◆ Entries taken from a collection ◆

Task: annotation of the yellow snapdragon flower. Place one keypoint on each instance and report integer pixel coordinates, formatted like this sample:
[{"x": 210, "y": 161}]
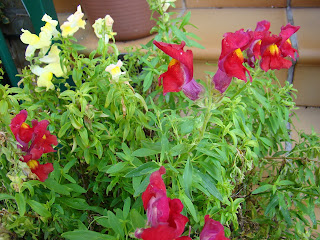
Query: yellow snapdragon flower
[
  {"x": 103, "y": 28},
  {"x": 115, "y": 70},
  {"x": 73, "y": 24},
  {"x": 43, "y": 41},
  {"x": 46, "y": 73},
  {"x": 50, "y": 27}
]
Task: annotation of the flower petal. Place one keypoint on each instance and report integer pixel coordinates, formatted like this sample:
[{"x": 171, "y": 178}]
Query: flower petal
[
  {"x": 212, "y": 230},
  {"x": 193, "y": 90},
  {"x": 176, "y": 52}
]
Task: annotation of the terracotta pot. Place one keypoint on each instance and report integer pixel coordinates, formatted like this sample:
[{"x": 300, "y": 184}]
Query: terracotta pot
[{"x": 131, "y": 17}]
---
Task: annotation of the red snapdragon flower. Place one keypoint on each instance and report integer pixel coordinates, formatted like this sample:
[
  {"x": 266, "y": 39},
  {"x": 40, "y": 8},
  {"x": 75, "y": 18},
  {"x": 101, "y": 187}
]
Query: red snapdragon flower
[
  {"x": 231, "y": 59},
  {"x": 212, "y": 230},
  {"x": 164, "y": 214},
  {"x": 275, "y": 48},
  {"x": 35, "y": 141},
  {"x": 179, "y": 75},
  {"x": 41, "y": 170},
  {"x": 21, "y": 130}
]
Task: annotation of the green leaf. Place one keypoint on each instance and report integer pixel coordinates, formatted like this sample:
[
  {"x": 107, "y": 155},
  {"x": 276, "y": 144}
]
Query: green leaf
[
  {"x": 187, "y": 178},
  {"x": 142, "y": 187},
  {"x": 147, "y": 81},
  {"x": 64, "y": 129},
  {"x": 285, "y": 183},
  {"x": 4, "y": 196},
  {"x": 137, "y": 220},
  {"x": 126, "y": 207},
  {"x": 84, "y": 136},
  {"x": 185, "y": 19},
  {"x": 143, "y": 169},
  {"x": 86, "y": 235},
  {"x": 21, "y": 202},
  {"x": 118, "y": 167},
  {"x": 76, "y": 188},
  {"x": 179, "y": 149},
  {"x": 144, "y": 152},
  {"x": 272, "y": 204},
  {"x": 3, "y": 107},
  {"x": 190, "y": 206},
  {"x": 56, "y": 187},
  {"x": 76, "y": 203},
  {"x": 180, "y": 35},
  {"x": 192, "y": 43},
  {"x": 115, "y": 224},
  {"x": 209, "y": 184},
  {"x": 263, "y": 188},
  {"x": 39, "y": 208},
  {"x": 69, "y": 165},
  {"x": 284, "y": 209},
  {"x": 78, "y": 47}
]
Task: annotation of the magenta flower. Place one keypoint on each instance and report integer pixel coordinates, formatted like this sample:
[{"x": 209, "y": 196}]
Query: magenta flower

◆ What to do ◆
Please pick out and copy every line of the listing that contains the word "Task". Case counts.

◆ Full output ◆
Task: annotation of the yellow snapdragon flower. Place one keypoint on each instance and report integer pixel coordinates, formatted like this sample:
Task: annotation of the flower petal. Place one keypoint on each instance and report integer pixel coordinates, formatted like this sample:
Task: annotation of the terracotta pot. Place one keypoint on each instance and report integer pixel coordinates, formatted like this sample:
Task: annotation of the red snapdragon flower. Place one keypoint on each instance and report integer pixel coordinates, formatted like this sample:
Task: annotation of the green leaf. Place one keypoint on each instance and report integer pixel coordinates, formatted like this sample:
Task: annotation of the magenta flower. Place one keypoint on each instance and report integer pixel coordinates, formatted like this sample:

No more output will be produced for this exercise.